═════ Material for this task

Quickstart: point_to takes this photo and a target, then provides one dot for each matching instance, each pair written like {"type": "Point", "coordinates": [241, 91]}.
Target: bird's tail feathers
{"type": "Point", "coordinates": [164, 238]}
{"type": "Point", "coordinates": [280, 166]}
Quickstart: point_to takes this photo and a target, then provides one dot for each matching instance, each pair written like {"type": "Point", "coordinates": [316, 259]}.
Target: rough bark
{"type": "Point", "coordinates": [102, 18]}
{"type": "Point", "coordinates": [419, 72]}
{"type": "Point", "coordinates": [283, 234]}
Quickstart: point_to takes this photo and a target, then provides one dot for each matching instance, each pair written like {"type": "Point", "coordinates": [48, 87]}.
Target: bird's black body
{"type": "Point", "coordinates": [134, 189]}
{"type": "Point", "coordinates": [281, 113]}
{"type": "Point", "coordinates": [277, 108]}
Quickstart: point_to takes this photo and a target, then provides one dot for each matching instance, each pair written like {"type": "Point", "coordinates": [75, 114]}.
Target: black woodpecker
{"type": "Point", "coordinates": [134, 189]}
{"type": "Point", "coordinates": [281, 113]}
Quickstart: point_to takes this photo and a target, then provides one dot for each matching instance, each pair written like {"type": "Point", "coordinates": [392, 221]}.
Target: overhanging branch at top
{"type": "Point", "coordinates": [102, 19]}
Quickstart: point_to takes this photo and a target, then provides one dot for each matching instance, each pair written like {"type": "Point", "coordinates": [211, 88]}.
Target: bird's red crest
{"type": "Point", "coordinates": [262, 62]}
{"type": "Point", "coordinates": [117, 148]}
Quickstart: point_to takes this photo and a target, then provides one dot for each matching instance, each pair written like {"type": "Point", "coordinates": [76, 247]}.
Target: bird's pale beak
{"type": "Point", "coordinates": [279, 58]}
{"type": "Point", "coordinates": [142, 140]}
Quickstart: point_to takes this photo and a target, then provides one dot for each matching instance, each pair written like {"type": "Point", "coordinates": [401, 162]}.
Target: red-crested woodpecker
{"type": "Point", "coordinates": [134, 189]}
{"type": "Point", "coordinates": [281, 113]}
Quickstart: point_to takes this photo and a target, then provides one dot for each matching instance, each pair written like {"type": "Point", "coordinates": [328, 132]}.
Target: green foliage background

══════════

• [What you should do]: Count the lines in the items above that contain the word "bird", and reply with that number alone.

• [Task response]: 4